Written request 1 ->
In the review of Beethoven symphony recordings below, to whom does the score of the First Symphony bear a dedication?

Document text ->
>> BEGIN
Unlike many of the older recordings, for example Furtwängler with the Berliner Philharmoniker (First Symphony recorded 1954 and Third Symphony recorded 1952) these live accounts from Wiener Symphoniker don’t sound anything like ‘big band’ Beethoven with Jordan presiding over period-informed performances containing lean textures, controlled vibrato and pointed articulation. I do rather miss the rich tonal power of the Furtwängler accounts especially the deep resonance of the low strings that typically underpin his performances.
Jordan’s Vienna players get off to a fine start with the often overlooked First Symphony one of the shortest in length in Beethoven’s cycle. Completed in 1800 the score bears a dedication to Baron Gottfried van Swieten, Beethoven’s early patron. Based on familiar models by Haydn and Mozart, the symphony was premièred in 1800 at the Hofburgtheater, Vienna. Under Jordan what is immediately noticeable is the fresh and zestful quality of the playing. Brisk and spirited, the opening movement establishes an exhilarating mood contrasting with the rustic character of the elegantly played Andante. Here I detect a strange lack of engagement, a certain passivity, to the playing. Matters improve in the uplifting Menuetto which contains a slight noble quality. Forthright and jubilant Jordan’s assured performance of the Finale feels impressively exuberant leaving a satisfying impression.
A frequently programmed work in the concert hall, it is well known that Beethoven originally dedicated his Third Symphony to Napoleon Bonaparte before tearing up the page and replacing it with the title ‘Eroica’. Completed in 1804 it was the next year before Beethoven introduced the score publicly at the Theater an der Wien, Vienna. Jordan fully appreciates that this progressive score is music of considerable concentration and as the designation might suggest heroic power. Thrilling and invigorating, the Vienna players in the opening Allegro con brio seem to convey a forthright sense of defiance in the face of adversity.
The solemn, mournful tread given to the renowned Marche funèbre rather lacks the rich and deep support by the low strings which I have come to admire from larger string sections. Nevertheless, this is certainly no mere plodding funeral dirge, it is sombre and respectful. In the energetic Scherzo the degree of tension Jordan’s players generate is striking. Strong and positive, it feels as if the spirit of life has broken free in the Finale with Jordan’s reading, full of energetic momentum, making a considerable impact.
>> END
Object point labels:
>> BEGIN
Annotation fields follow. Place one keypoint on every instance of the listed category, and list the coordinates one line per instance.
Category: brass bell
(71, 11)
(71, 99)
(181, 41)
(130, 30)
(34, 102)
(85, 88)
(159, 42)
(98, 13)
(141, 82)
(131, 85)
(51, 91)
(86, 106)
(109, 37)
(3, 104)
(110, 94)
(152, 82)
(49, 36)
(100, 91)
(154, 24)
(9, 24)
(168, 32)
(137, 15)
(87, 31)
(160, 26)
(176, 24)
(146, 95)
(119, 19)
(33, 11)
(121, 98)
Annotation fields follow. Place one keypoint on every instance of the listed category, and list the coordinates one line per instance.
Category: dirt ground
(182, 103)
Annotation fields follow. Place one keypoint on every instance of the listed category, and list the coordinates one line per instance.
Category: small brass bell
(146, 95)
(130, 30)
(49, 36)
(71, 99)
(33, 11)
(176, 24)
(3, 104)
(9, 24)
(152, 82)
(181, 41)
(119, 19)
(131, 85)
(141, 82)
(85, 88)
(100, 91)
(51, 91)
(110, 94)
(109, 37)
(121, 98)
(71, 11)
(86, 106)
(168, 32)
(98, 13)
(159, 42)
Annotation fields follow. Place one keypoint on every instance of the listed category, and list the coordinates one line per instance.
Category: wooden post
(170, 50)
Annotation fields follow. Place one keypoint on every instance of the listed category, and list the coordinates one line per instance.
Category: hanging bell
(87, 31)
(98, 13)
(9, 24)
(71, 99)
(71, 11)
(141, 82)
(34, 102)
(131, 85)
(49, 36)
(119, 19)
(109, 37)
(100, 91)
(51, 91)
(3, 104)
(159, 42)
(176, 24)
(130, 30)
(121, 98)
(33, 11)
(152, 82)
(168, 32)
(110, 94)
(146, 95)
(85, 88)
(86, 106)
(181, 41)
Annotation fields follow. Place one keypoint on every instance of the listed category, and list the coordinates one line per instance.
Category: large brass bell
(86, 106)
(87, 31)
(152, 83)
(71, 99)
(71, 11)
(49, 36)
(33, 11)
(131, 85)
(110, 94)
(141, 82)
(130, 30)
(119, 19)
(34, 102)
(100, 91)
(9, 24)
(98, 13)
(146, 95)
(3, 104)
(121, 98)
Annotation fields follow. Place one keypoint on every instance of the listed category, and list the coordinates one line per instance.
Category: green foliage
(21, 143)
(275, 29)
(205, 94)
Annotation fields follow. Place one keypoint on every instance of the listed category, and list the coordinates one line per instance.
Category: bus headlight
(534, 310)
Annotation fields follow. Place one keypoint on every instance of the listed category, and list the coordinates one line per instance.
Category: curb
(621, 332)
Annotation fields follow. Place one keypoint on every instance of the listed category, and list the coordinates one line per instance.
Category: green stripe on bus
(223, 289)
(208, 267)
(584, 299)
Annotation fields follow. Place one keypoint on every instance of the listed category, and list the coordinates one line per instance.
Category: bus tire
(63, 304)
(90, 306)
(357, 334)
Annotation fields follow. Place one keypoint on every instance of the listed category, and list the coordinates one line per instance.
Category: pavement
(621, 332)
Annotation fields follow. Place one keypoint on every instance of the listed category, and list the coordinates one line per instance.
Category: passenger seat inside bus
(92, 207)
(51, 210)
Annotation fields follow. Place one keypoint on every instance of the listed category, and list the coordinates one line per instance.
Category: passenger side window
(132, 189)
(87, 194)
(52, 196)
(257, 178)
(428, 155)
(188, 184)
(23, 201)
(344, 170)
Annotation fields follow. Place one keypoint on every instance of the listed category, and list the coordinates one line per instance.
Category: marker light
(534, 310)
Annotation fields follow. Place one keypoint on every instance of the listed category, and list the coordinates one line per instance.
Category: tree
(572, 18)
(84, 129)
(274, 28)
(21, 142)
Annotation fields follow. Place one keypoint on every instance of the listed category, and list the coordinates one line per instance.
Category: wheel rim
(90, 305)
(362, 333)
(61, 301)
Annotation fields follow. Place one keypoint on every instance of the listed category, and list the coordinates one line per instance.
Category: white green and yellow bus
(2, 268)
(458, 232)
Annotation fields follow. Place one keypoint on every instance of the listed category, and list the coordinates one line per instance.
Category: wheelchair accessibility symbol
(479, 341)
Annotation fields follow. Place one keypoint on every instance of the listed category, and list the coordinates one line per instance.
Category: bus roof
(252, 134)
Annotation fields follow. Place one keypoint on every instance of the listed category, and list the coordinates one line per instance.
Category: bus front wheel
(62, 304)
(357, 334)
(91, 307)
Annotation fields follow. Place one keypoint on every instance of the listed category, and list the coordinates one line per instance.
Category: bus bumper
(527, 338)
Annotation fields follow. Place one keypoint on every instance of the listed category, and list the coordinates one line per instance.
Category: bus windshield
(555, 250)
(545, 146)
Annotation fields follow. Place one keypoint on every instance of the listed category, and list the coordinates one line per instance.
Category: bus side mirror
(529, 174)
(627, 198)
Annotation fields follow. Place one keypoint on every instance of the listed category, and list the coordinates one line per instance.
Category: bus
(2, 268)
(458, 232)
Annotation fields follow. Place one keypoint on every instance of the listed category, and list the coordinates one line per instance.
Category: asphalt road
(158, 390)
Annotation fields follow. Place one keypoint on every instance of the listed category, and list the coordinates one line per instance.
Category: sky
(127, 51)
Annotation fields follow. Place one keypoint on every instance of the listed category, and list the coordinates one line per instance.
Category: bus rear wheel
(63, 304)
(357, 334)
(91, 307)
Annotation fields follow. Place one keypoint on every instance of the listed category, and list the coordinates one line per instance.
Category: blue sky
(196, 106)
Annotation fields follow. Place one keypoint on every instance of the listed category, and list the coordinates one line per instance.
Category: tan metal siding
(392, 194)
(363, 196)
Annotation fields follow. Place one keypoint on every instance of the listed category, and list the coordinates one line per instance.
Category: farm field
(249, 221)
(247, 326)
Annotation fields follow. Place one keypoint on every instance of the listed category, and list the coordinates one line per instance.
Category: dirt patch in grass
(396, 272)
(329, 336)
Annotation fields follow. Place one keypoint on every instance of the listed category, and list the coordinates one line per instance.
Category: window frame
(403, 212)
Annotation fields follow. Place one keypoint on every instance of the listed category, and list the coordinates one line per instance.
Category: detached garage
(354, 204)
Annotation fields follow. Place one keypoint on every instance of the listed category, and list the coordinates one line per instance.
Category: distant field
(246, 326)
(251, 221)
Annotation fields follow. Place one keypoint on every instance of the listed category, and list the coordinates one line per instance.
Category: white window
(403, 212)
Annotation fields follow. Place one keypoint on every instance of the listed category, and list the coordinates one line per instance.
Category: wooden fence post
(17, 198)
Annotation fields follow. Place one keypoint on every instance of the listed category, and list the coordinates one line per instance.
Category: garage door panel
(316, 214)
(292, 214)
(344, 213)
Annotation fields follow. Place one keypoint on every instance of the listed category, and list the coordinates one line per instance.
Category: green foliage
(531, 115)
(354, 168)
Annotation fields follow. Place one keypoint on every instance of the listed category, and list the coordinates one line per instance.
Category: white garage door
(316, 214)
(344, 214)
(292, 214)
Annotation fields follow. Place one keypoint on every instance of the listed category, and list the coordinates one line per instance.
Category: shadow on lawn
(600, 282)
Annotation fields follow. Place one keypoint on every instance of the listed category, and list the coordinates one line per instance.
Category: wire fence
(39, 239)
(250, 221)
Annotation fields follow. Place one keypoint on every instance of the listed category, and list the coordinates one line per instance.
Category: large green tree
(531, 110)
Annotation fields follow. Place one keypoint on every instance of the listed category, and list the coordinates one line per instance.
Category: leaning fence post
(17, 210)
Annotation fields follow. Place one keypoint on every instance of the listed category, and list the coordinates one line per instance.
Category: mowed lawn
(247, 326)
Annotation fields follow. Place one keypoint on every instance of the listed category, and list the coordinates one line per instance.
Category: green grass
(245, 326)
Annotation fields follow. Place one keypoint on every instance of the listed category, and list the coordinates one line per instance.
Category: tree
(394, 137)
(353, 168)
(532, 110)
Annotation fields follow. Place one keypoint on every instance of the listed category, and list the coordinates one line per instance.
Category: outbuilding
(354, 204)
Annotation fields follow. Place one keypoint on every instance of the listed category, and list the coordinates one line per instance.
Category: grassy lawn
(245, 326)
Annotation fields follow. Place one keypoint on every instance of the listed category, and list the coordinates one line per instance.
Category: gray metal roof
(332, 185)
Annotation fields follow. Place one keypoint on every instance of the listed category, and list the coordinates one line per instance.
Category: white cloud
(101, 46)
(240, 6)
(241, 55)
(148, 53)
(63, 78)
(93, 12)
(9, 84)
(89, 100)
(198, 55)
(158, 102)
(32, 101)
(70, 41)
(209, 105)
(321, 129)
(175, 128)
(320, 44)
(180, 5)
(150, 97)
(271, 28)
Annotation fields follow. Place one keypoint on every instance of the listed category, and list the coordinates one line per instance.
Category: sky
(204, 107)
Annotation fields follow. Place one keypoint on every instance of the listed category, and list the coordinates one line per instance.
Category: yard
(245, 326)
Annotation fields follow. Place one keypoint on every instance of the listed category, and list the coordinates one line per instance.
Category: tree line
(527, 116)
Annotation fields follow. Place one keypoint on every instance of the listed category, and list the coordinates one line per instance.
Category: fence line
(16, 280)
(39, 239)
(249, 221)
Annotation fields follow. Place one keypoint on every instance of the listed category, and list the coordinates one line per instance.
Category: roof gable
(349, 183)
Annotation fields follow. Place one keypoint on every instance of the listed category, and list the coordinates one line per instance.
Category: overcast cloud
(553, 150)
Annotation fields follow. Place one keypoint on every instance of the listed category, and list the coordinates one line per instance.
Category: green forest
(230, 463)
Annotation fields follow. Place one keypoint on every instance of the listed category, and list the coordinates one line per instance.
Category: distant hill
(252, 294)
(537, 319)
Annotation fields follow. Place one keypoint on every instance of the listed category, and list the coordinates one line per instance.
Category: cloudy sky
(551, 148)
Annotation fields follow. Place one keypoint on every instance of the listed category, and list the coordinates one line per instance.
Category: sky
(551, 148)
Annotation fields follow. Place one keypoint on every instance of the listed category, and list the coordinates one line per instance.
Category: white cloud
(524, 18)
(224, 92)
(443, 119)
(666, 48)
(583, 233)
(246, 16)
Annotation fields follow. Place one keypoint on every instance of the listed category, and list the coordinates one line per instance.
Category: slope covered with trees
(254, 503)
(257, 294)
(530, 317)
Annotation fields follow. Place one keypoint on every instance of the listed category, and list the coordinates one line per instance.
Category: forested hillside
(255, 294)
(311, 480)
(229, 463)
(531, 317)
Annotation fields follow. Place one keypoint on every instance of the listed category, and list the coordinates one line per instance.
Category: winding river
>> END
Written request 2 ->
Find every line in the records above that contains the string "door", and copy each one out. Case counts.

Correct output 1 ->
Baron Gottfried van Swieten, Beethoven's early patron.

Correct output 2 ->
Category: garage door panel
Category: white garage door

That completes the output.